Text to read =>

-------------------------

Before getting back to general architecture, let's talk about Super Mode, because that's pretty fundamental to the memory protection scheme.
This is going to be quite a long brain dump of where I've got to in thinking about this. I'll try to add some structure, and hopefully it won't be too hard to follow, but there may be way too much information for comfort here, and some things might not make sense! Feel free to ask if that's the case, maybe I missed something, or could explain my thinking better when less tired!
Paging vs Protection
Most of what I've described so far is more about memory paging than protection. It's true that pages that aren't mapped can't be accessed by a process, but the page table itself, and the PID register, and the system I/O, are all vulnerabilities that user processes shouldn't have direct access to, except in special cases where access is explicitly given and the risk of privilege escalation is accepted.
As I said before, transparent address translation is pretty fundamental, partly because of the level of protection it does automatically provide, and partly because the 6502 stack, and to some extent zero page, are at fixed locations in memory. It would be possible to segment up those bottom two pages and apply protection checks based on the PID for example, but it would limit the system to a very small number of PIDs and/or not much stack/zero page space per process. So transparent paging based on remapping address lines through a page table is obviously the way to go.
We do need some way to set up the page table though, and some way to create new user-mode processes, and a way to switch which process is running. User-mode processes themselves shouldn't have the ability to do this directly, as it's open to abuse - so they need to be able to execute some trusted code that can set these things up without leaving any loopholes to be exploited. That code is the supervisor.

-------------------------

[Shape boundary listing]
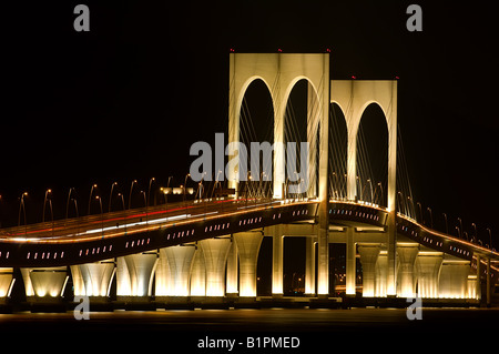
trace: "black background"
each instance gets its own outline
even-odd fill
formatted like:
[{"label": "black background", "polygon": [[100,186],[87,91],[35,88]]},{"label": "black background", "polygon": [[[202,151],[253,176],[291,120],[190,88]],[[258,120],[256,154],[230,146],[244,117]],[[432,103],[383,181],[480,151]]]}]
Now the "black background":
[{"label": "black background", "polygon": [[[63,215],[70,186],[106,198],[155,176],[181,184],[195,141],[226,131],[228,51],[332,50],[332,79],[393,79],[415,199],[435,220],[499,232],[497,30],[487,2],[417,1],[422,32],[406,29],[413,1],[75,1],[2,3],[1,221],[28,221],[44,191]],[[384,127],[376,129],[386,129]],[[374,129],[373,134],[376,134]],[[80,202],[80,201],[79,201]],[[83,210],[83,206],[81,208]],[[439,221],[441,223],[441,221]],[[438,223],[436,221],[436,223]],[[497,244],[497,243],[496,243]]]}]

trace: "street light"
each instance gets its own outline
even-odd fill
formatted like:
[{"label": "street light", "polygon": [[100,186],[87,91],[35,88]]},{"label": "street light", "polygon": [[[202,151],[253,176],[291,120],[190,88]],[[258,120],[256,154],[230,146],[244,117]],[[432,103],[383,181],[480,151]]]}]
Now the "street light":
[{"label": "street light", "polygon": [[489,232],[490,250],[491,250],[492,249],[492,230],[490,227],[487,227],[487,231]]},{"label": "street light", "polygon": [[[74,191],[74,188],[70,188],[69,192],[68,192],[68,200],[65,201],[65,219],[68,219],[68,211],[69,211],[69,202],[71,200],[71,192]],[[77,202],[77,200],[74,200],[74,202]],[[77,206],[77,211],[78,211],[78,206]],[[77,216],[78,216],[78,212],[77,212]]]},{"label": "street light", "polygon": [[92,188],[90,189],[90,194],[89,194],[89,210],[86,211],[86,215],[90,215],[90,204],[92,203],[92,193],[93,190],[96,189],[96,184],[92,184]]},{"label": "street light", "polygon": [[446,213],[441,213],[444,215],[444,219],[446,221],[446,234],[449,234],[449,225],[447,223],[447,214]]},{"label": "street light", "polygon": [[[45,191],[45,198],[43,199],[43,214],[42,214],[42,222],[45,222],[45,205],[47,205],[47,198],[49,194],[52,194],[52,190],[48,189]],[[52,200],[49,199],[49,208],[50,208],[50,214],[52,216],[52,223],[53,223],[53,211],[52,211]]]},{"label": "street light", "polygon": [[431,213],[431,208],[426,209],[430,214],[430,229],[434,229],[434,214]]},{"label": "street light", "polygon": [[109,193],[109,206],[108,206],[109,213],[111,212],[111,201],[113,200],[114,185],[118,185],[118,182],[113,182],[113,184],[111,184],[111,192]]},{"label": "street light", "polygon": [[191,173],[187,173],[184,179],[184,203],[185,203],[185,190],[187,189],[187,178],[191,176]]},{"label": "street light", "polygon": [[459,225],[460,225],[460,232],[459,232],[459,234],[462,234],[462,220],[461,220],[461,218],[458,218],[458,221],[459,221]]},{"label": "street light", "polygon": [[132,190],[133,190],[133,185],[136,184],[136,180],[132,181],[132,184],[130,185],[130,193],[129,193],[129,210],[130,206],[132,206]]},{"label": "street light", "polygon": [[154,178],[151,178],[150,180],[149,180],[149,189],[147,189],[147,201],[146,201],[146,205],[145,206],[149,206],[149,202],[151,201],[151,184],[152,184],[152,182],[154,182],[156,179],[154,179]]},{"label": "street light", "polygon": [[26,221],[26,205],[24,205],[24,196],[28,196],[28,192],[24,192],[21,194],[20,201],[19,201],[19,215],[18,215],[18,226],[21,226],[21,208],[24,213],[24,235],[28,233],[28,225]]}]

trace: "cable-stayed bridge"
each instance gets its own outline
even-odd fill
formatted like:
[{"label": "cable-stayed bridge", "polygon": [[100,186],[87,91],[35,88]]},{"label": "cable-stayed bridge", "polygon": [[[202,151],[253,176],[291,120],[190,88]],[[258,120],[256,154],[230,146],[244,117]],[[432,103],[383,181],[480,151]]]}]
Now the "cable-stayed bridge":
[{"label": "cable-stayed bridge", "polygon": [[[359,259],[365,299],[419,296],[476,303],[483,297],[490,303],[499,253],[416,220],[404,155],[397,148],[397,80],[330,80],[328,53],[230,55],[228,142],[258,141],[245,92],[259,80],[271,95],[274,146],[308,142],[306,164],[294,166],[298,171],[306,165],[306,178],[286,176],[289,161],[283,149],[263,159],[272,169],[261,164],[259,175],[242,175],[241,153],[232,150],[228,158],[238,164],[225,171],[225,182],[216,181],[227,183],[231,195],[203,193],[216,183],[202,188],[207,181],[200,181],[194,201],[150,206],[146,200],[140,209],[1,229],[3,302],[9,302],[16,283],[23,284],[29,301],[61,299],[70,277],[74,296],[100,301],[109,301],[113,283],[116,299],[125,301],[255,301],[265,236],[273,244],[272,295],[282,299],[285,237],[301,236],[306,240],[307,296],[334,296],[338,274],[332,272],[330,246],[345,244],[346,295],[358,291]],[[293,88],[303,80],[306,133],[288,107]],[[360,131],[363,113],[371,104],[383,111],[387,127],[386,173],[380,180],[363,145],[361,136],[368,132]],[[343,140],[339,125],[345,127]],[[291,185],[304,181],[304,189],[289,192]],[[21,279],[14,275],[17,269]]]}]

-------------------------

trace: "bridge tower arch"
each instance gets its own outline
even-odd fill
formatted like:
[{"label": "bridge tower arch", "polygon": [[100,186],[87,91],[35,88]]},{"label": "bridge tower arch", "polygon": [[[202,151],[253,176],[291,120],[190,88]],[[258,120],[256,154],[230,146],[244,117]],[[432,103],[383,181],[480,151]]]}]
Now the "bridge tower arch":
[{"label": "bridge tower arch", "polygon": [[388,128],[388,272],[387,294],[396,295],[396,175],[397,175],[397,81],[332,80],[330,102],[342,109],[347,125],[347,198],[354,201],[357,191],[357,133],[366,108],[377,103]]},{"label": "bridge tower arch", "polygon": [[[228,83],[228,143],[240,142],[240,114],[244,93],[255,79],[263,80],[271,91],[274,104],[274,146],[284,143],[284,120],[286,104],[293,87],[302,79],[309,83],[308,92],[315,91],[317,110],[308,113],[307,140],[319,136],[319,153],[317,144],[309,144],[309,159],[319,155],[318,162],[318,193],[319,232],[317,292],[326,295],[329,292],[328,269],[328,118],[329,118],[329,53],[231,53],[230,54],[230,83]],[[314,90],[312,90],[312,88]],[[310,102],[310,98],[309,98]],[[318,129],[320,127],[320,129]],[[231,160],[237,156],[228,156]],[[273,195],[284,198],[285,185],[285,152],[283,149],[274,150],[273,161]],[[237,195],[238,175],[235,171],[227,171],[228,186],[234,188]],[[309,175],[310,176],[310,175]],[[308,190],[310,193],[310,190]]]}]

-------------------------

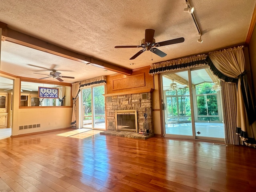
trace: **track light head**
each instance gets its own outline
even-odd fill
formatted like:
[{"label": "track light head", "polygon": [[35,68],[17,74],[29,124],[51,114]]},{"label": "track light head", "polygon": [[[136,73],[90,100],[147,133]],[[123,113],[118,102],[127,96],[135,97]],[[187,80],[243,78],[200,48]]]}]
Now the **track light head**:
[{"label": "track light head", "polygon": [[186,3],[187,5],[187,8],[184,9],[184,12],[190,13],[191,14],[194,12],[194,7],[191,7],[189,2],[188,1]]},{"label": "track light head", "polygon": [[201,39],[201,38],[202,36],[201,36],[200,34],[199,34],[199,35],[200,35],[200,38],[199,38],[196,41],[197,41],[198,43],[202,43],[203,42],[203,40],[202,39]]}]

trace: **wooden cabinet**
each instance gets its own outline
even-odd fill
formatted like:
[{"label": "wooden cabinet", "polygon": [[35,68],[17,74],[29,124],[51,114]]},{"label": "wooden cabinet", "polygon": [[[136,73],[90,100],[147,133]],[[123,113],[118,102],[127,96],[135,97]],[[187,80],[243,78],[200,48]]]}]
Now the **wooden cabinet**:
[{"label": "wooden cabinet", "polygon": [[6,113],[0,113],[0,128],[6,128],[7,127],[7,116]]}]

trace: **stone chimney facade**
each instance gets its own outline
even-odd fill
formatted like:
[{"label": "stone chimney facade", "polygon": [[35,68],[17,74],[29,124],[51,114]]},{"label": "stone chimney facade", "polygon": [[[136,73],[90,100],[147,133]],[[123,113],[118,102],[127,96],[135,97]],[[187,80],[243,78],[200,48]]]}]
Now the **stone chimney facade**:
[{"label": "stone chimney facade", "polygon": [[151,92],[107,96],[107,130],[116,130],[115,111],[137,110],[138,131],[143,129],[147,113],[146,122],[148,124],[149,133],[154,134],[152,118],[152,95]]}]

-------------------------

Objective 1 => Render into Spanish this sentence from the text on Super Mode: "So transparent paging based on remapping address lines through a page table is obviously the way to go."
Objective 2 => Edit the listing from the line with "trace: **stone chimney facade**" up to and including the line with "Now the **stone", changing "even-odd fill" to "nonzero fill" and leaving everything else as it is; give only those lines.
The text on Super Mode and the listing come from unrelated sources.

Output 1 => Así que la paginación transparente basada en la reasignación de las líneas de dirección mediante una tabla de páginas es claramente el camino a seguir.

Output 2 =>
trace: **stone chimney facade**
each instance gets its own outline
nonzero fill
formatted like:
[{"label": "stone chimney facade", "polygon": [[35,68],[17,74],[29,124],[51,114]]},{"label": "stone chimney facade", "polygon": [[[136,73],[90,100],[147,133]],[[123,113],[118,102],[127,96],[135,97]],[[187,80],[243,78],[200,48]]]}]
Now the **stone chimney facade**:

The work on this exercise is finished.